» **Task instructions**
Return every line of the data below as a JSON list of strings, one string per line, with blank lines omitted.

» **Coordinate annotation entries**
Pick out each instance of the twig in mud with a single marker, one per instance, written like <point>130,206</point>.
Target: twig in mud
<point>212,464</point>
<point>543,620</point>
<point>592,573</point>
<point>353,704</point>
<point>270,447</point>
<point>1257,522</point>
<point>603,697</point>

» **Full solution**
[
  "Pick out each instance of the twig in mud with a single marker, one per instance, written like <point>130,206</point>.",
  "Target: twig in mud",
  "<point>212,464</point>",
  "<point>543,620</point>",
  "<point>592,573</point>",
  "<point>353,704</point>",
  "<point>270,447</point>",
  "<point>1257,522</point>",
  "<point>603,697</point>"
]